◆ Task description:
Find the word "muddy" in the data, then copy each line where it is found.

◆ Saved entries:

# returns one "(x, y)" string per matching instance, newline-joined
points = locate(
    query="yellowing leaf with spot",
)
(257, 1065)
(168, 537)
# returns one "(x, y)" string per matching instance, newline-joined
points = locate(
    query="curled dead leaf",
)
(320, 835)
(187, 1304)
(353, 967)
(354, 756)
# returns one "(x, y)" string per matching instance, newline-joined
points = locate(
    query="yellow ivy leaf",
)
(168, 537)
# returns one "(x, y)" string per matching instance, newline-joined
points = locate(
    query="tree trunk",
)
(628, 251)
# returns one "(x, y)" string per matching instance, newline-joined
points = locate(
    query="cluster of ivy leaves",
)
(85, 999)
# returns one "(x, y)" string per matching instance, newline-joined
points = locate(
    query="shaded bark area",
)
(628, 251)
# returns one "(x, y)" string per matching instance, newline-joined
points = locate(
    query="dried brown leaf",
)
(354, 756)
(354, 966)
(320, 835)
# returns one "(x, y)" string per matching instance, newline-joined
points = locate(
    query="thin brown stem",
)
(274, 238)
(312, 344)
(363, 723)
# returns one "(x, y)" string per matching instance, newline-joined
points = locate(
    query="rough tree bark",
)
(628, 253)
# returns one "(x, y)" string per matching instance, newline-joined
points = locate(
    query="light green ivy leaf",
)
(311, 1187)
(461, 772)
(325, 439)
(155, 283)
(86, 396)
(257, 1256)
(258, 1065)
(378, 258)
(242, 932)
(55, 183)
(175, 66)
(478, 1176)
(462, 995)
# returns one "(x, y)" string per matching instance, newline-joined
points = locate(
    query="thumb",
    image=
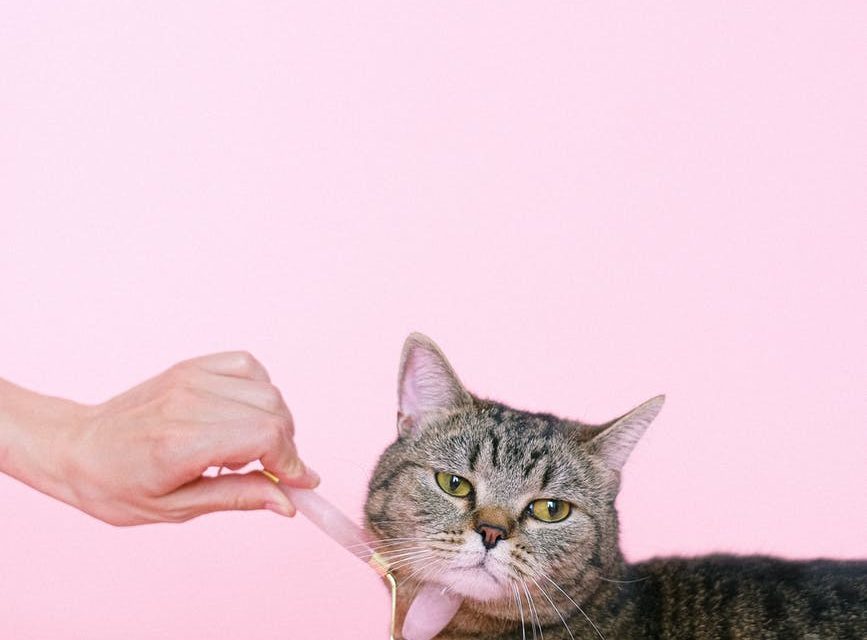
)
(231, 492)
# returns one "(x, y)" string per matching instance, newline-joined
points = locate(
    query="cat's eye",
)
(454, 485)
(549, 510)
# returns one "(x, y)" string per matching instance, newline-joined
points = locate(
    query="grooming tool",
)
(430, 611)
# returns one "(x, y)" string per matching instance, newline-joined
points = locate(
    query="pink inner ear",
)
(410, 403)
(427, 385)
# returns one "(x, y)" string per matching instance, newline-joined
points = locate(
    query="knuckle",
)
(272, 397)
(246, 362)
(280, 428)
(166, 446)
(176, 399)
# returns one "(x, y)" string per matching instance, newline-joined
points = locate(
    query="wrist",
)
(36, 433)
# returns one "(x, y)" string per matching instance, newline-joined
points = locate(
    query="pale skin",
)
(139, 457)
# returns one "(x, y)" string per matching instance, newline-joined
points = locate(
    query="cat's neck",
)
(598, 594)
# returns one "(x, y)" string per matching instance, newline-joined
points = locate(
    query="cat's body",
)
(515, 512)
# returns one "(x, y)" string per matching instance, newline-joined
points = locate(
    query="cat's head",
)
(481, 497)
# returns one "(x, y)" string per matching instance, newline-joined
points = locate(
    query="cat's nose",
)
(491, 534)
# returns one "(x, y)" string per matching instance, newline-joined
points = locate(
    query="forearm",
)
(34, 433)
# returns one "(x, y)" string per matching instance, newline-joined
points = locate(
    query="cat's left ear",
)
(427, 385)
(615, 441)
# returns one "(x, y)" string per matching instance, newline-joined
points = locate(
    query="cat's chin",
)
(476, 583)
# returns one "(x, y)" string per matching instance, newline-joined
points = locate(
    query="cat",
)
(515, 512)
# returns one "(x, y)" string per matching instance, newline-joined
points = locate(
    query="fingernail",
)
(280, 509)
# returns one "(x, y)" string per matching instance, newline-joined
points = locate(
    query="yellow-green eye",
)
(549, 510)
(454, 485)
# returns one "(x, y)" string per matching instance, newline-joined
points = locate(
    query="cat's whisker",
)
(520, 610)
(385, 541)
(623, 581)
(556, 610)
(402, 562)
(534, 615)
(577, 606)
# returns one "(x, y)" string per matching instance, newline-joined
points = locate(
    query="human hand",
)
(139, 457)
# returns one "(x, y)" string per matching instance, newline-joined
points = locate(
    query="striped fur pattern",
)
(566, 579)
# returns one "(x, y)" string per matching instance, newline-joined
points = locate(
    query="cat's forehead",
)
(514, 451)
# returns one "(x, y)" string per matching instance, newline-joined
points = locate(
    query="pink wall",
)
(584, 207)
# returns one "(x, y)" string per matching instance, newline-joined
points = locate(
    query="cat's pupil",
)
(553, 508)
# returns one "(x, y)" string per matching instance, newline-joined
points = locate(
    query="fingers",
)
(226, 493)
(258, 435)
(249, 419)
(238, 364)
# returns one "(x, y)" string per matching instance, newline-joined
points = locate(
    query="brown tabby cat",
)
(515, 512)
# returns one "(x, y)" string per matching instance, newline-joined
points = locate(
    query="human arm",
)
(139, 457)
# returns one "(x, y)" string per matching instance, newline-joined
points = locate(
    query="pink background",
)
(583, 206)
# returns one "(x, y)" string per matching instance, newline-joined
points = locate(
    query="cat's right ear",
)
(427, 385)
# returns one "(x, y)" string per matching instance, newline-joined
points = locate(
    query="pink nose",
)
(491, 534)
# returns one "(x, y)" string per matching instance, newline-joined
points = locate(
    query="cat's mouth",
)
(478, 581)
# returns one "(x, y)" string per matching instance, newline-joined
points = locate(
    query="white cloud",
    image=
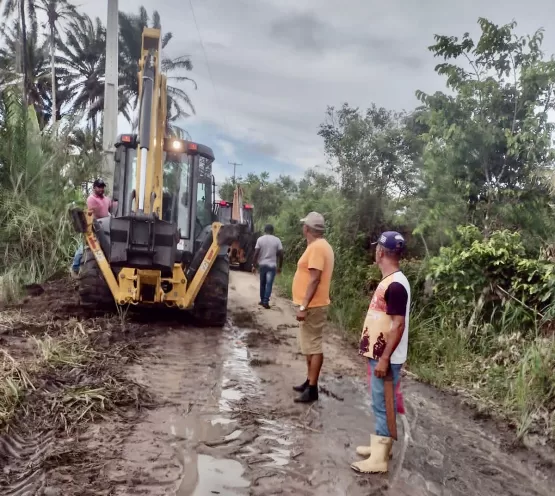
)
(277, 64)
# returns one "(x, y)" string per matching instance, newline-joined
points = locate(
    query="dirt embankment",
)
(201, 411)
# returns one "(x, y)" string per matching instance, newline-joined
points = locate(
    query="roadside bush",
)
(41, 174)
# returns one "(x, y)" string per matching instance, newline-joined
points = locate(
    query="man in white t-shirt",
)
(268, 257)
(384, 343)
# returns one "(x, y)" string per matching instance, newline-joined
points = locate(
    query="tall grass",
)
(40, 176)
(504, 363)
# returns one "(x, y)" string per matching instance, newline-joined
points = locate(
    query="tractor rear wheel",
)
(94, 293)
(210, 308)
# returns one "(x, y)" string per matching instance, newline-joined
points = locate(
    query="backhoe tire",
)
(210, 308)
(94, 293)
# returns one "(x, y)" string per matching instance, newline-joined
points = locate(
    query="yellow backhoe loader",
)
(240, 214)
(160, 246)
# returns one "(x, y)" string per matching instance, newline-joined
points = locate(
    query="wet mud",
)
(223, 421)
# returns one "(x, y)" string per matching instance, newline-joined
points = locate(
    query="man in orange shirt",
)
(311, 291)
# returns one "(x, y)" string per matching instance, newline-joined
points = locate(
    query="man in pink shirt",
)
(100, 204)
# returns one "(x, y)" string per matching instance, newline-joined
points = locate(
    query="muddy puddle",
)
(225, 423)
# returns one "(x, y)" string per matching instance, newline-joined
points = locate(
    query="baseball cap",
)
(314, 220)
(391, 240)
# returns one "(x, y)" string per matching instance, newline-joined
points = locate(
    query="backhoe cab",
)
(161, 245)
(239, 214)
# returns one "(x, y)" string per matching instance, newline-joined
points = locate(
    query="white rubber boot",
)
(366, 451)
(380, 448)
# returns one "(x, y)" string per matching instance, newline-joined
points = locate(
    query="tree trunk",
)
(24, 50)
(53, 69)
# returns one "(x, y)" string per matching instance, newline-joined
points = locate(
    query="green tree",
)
(131, 29)
(24, 9)
(56, 11)
(38, 71)
(489, 141)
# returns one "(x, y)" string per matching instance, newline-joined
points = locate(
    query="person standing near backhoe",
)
(100, 205)
(268, 257)
(384, 342)
(311, 292)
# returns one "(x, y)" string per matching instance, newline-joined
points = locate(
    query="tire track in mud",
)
(225, 423)
(19, 448)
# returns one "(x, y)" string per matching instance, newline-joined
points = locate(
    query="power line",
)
(235, 164)
(208, 65)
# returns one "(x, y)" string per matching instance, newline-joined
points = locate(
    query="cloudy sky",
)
(277, 64)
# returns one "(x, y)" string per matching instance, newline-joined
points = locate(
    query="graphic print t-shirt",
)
(392, 297)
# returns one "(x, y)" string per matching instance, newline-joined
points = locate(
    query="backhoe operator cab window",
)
(187, 185)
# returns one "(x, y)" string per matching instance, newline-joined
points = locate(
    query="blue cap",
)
(391, 240)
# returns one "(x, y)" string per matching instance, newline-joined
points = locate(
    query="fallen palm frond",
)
(14, 381)
(70, 377)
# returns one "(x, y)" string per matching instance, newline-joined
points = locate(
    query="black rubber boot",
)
(309, 395)
(301, 388)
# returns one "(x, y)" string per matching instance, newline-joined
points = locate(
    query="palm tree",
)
(83, 58)
(56, 10)
(131, 28)
(37, 76)
(18, 6)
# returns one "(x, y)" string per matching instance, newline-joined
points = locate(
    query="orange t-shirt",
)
(318, 255)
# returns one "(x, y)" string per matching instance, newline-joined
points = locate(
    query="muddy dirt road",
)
(225, 423)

◆ Answer to this exercise:
    query="muddy puddle",
    query="muddy dirt road",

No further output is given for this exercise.